**Task brief**
Return, exactly, the line that contains "Mark one point per instance of the grass blade." together with all lines after it to the end of the entries, and no further lines.

**Records for the exercise**

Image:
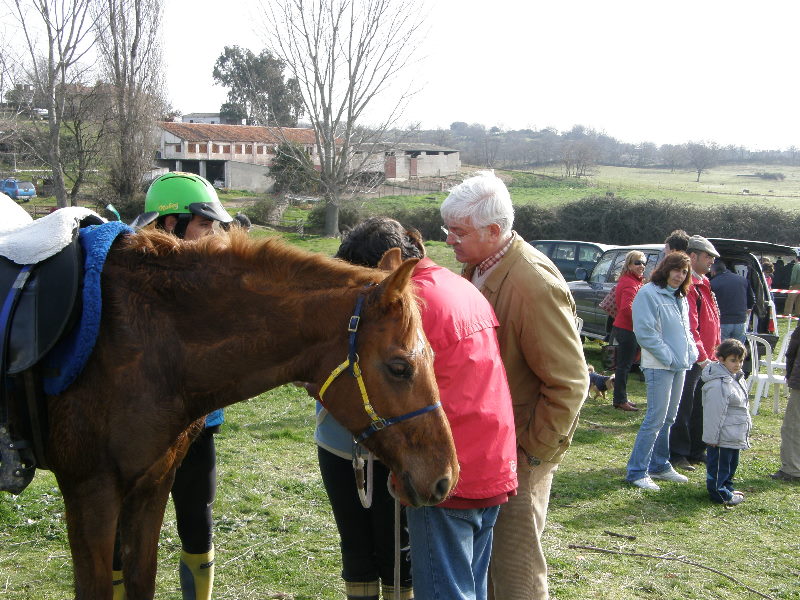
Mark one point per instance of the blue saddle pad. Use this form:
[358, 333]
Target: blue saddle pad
[67, 359]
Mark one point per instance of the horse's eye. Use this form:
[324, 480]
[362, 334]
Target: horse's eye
[400, 369]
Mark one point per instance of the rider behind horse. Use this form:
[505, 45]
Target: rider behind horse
[187, 206]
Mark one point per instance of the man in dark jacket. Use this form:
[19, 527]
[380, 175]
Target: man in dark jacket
[735, 299]
[790, 429]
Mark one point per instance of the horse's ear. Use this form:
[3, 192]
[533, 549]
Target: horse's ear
[391, 259]
[391, 288]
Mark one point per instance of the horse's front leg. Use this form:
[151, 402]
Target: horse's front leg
[92, 508]
[140, 523]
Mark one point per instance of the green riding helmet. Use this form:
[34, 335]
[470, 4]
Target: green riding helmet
[185, 193]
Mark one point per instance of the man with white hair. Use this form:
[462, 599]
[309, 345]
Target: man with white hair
[544, 362]
[686, 446]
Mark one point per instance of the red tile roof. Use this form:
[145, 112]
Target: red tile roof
[206, 132]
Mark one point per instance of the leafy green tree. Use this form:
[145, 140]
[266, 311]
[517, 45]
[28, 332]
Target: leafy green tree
[257, 89]
[344, 54]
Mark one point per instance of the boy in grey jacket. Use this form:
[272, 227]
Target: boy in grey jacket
[726, 421]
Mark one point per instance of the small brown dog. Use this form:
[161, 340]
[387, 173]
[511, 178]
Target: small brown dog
[599, 384]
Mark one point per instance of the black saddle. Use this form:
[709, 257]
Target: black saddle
[46, 306]
[40, 304]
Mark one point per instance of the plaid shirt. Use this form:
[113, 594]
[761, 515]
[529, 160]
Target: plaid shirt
[494, 258]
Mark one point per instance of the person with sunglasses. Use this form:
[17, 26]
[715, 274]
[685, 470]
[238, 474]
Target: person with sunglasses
[630, 280]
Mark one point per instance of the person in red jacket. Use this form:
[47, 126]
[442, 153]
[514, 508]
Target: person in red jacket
[686, 435]
[451, 543]
[630, 280]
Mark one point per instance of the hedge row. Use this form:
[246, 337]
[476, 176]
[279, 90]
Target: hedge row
[613, 220]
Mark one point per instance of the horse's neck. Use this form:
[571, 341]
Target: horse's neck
[231, 333]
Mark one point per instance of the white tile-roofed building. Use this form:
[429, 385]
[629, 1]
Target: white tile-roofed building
[201, 118]
[406, 160]
[239, 156]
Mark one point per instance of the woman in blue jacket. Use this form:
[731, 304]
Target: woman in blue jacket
[661, 325]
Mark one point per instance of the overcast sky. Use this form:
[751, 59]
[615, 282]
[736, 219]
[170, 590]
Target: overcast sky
[665, 72]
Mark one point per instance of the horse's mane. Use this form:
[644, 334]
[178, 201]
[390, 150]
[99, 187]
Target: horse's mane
[268, 257]
[261, 263]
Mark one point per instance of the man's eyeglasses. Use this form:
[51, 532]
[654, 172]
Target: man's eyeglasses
[456, 237]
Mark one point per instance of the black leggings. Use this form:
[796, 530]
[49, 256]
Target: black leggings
[626, 353]
[367, 535]
[193, 495]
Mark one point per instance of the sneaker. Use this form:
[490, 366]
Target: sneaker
[670, 475]
[646, 484]
[683, 463]
[734, 500]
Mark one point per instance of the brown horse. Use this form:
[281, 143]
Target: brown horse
[187, 328]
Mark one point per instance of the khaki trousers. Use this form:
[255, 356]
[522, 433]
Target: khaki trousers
[790, 436]
[518, 569]
[790, 307]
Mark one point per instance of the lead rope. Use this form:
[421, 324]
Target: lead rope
[397, 549]
[363, 485]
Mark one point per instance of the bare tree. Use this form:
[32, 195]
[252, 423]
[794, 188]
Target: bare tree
[344, 54]
[53, 63]
[129, 45]
[701, 156]
[88, 117]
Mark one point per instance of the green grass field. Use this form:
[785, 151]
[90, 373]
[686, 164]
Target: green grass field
[275, 536]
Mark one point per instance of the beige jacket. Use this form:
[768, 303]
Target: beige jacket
[540, 347]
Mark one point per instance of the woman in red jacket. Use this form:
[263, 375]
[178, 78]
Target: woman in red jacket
[630, 280]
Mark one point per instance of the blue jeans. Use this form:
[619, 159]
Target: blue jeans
[651, 449]
[721, 465]
[733, 330]
[450, 551]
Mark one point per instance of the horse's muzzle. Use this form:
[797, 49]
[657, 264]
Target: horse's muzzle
[417, 498]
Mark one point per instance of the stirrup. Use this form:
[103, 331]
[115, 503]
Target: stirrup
[17, 464]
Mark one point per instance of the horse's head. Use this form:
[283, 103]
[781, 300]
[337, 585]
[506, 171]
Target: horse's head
[396, 412]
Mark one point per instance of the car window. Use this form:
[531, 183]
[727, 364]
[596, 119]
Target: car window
[600, 270]
[564, 252]
[588, 253]
[652, 261]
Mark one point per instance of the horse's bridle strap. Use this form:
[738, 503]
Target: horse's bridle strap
[351, 363]
[394, 420]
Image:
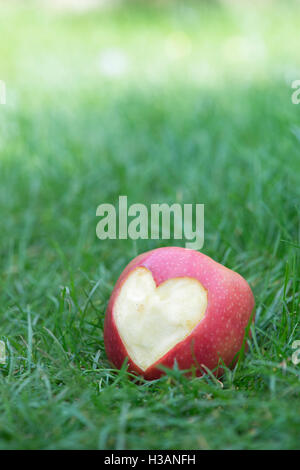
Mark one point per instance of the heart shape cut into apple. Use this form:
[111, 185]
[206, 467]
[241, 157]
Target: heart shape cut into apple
[176, 305]
[152, 319]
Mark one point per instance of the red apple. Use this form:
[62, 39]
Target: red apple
[176, 304]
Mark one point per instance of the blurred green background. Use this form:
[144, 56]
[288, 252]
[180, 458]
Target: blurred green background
[163, 101]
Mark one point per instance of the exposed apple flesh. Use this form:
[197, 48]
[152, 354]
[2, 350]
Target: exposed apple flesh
[152, 320]
[175, 304]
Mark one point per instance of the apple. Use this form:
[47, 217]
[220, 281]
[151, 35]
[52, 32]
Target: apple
[176, 304]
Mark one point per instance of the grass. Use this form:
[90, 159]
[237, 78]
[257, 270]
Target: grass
[202, 113]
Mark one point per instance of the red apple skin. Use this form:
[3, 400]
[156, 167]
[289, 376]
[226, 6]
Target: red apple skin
[219, 334]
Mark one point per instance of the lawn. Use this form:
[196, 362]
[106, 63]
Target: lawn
[162, 102]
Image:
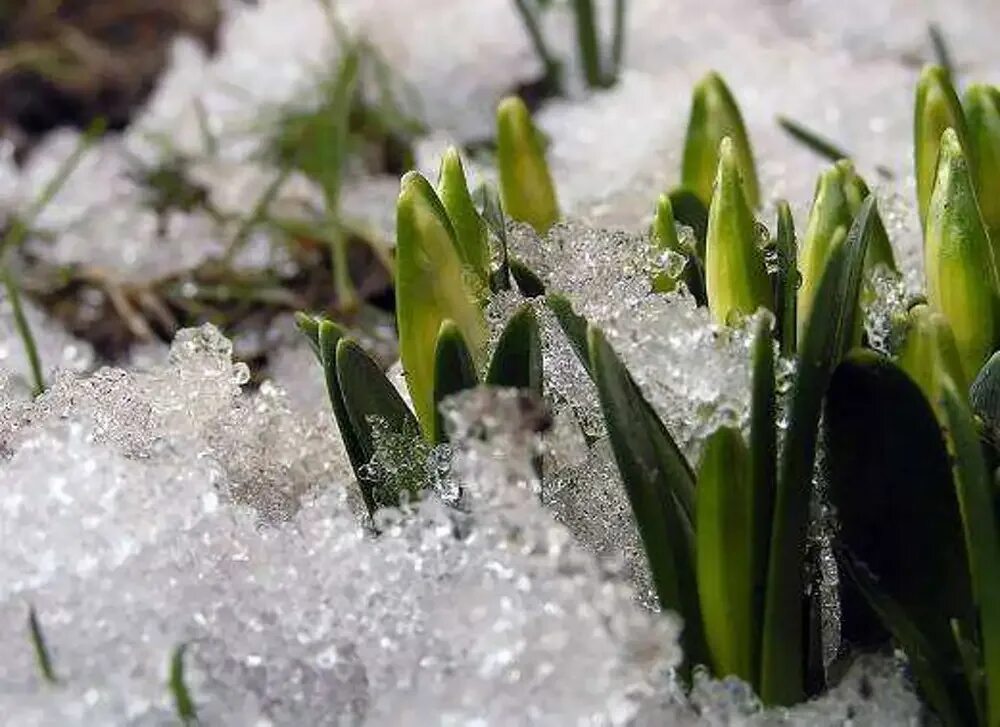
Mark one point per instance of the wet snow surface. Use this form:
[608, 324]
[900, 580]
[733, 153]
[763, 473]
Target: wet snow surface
[166, 504]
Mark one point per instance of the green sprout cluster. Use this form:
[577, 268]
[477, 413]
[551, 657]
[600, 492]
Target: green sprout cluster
[909, 441]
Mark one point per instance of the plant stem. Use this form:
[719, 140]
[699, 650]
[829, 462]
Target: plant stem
[551, 65]
[586, 39]
[24, 331]
[22, 223]
[617, 43]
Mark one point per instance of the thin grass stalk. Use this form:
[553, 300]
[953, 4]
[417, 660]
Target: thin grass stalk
[552, 70]
[587, 41]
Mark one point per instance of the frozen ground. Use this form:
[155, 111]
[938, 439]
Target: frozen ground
[164, 504]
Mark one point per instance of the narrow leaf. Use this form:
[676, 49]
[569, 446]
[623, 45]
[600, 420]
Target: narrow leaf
[42, 657]
[517, 360]
[715, 116]
[724, 532]
[828, 335]
[958, 259]
[764, 476]
[812, 140]
[528, 282]
[470, 230]
[454, 371]
[735, 276]
[829, 213]
[431, 286]
[937, 108]
[982, 112]
[982, 538]
[653, 482]
[786, 287]
[370, 400]
[525, 181]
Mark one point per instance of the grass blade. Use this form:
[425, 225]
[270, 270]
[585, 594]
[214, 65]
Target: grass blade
[812, 140]
[736, 280]
[982, 537]
[725, 553]
[656, 479]
[828, 336]
[370, 400]
[517, 360]
[24, 332]
[454, 371]
[42, 657]
[183, 704]
[525, 180]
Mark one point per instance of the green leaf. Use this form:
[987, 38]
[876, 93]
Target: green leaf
[183, 704]
[958, 259]
[982, 112]
[573, 325]
[715, 116]
[725, 546]
[829, 213]
[454, 371]
[525, 181]
[943, 691]
[786, 284]
[828, 335]
[890, 479]
[517, 360]
[492, 215]
[691, 211]
[936, 109]
[431, 286]
[528, 282]
[657, 479]
[856, 192]
[764, 475]
[42, 657]
[929, 352]
[984, 395]
[809, 138]
[735, 276]
[369, 400]
[982, 537]
[470, 230]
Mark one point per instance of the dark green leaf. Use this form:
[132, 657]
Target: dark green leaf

**Reply to the task**
Mark one point per instance of the grass blade. Use this form:
[425, 225]
[270, 270]
[585, 594]
[214, 65]
Target: grass blade
[812, 140]
[736, 280]
[982, 537]
[725, 553]
[656, 479]
[828, 336]
[370, 400]
[517, 360]
[24, 332]
[454, 371]
[42, 657]
[183, 704]
[525, 180]
Mark one point per instance of the green leaf. Use this form:
[987, 38]
[876, 93]
Target: green leaf
[183, 704]
[958, 259]
[982, 112]
[573, 325]
[715, 116]
[725, 546]
[829, 213]
[454, 371]
[525, 181]
[943, 691]
[786, 284]
[828, 335]
[890, 479]
[517, 360]
[492, 215]
[691, 211]
[936, 109]
[431, 286]
[528, 282]
[657, 479]
[856, 192]
[764, 475]
[42, 657]
[929, 352]
[984, 395]
[809, 138]
[735, 276]
[369, 400]
[982, 537]
[470, 230]
Mark one point per instance of the dark green leaf. Use this form:
[132, 657]
Target: dark green leaf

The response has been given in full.